PAGE EXTRACT:
◇ ◇ ◇

Sooo, the August issue of Burdastyle fell into my hands on Friday, and I instantly wanted to make stuff! There have been items in previous issues I’ve liked this year, but not as much as this month! So this is what I’m planning for an autumn wardrobe ( or three), even though we’ve just had the hottest day ever recorded in the UK, and summer is definitely (hopefully) not over!
Starting with Daughter No 1, who has helpfully provided me with a Pinterest board to work from. Basically her look is neutral colours, soft draping fabrics contrasted with those with more body. She likes the monochromatic look, so I need to find fabrics that are either suitable for bottom and top halves, or different fabrics in the same colour. She loves trousers that sit on the natural waist (high waisted to all those who’ve lived their lives in hip grazing jeans) and have masculine details like hip yoke pockets and pleats, two are preferable to one.
I’m loving the silhouette! The narrowing at the hem makes the pants have a slightly cocoon shape, like the Teddy Pants from Style Arc. And I like those very much! So, I have in the stash some pale grey wool, dress or trouser weight, and a darker grey georgette, so both of those can be used for making an outfit. There’s also 2m of pale grey denim bought from Higgs & Higgs that I was thinking of making Daughter No1 a pair of True Bias Landers – last year… So that’s back on the burner now. I also have 2m of olive/khaki corduroy, also bought last year. I’ll neeed to be careful with choosing the right pattern for that stuff. I have found some olive crepe in a blouse weight online that will do very nicely to go with the olive pants weight fabrics I alrady have. I’m still on the hunt for suitable dusky pink sort of colours, black is always handy too, as is off white. I’m not allowed to make her anything beige or camel though, that’s not a colour she likes. Maybe on the bottom half though… I’ve also got some navy wool in the stash that should be enough for pants and a tailored jacket. But I need to find the right jacket pattern. So that’s my start for Daughter No1!
Daughter No2 is more complicated, mostly because I’m still working my way through her summer sewing list!! I have, however, decided to concentrate on those items that she’ll be wearing from now through to October. So maybe no more little shorts and tops. She’s keen on those pants from this month’s Burda too, and intriued with the idea of a couple of pairs in ponte, or a nice, good quality sweatshirting – secret pjs! There’s another pair of trousers in this month’s magazine, number 120. We have two pieces of fabric from South Africa that would look the bomb in that pattern, one a cotton Shweshwe, the other a coated Wax fabric. I’m happy to make them both up, but I’m guessing I’ll make just the one to start, and wait for further instructions! 🙂
Then there’s my list!! I have finally started on a jacket that I wanted to make a while ago, the toile is done but I think I might need to size down, so that means more tracing. I had planned this week to trace the Tosti from Waffle Patterns (finally!) and start working on my waterproof jacket. It’s only three years after I bought the fabric, but who’s counting?? Then for a couple of quick sews, I have some jersey to turn into a Uvita top, or maybe a long sleeved version of the new pattern by French Navy, the Astair Tee. I’ve also got another LB Pullover in mind for some navy textured jersey I got at the NEC last Easter. Those won’t take long to make, once I’ve decided on the perfect pattern
Then I need new jeans, the old ones are all too small. That’s going to be tricky! I’ve loved the Baste and Gather Birkin Flares, but I’m thinking of a different shape this time. No idea which pattern to use though. Any ideas that would suit my shape would be greatfully recieved! I have decided to make another two pairs of the Teddy Pants for the winter, some pale grey wool and a length of black wool should do the trick, and of course, I want a pair of those pants 107 from August Burda too! Best I get started then!

◇ ◇ ◇

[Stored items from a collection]
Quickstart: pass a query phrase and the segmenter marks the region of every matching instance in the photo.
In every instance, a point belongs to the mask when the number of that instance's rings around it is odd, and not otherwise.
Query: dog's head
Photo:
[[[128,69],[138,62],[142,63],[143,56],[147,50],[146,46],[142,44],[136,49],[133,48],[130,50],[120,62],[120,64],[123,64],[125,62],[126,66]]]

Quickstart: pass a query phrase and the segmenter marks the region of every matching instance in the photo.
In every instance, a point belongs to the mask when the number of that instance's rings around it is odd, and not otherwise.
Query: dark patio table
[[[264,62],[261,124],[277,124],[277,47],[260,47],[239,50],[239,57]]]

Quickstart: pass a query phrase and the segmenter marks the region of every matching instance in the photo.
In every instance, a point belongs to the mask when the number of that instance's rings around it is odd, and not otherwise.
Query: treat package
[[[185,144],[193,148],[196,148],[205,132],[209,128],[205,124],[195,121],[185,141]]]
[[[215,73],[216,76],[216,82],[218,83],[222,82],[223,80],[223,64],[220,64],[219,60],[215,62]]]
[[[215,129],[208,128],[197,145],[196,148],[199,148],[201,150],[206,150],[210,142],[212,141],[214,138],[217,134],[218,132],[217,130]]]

◇ ◇ ◇

WRITTEN TASK 1: In the sewing plans post, how much pale grey denim is in the stash, and where was it bought?
WRITTEN TASK 2: Reproduce every one of the records from the collection word for word, from the first line to the last.
The sewing plans post and the records are unrelated to each other.

FINAL RESULT 1: There are 2m of pale grey denim, bought from Higgs & Higgs.

FINAL RESULT 2:
Quickstart: pass a query phrase and the segmenter marks the region of every matching instance in the photo.
In every instance, a point belongs to the mask when the number of that instance's rings around it is odd, and not otherwise.
Query: dog's head
Photo:
[[[128,69],[138,62],[142,63],[143,56],[147,50],[146,46],[142,44],[136,49],[133,48],[130,50],[120,62],[120,64],[123,64],[125,62],[126,66]]]

Quickstart: pass a query phrase and the segmenter marks the region of every matching instance in the photo.
In every instance, a point belongs to the mask when the number of that instance's rings around it is odd, and not otherwise.
Query: dark patio table
[[[264,62],[261,124],[277,124],[277,47],[260,47],[239,50],[239,57]]]

Quickstart: pass a query phrase and the segmenter marks the region of every matching instance in the photo.
In every instance, a point belongs to the mask when the number of that instance's rings around it is odd, and not otherwise.
Query: treat package
[[[185,144],[193,148],[196,148],[205,132],[209,128],[205,124],[195,121],[185,141]]]
[[[215,73],[216,76],[216,82],[218,83],[222,82],[223,80],[223,64],[220,64],[219,60],[215,62]]]
[[[215,129],[208,128],[197,145],[196,148],[199,148],[201,150],[206,150],[210,142],[212,141],[214,138],[217,134],[218,132],[217,130]]]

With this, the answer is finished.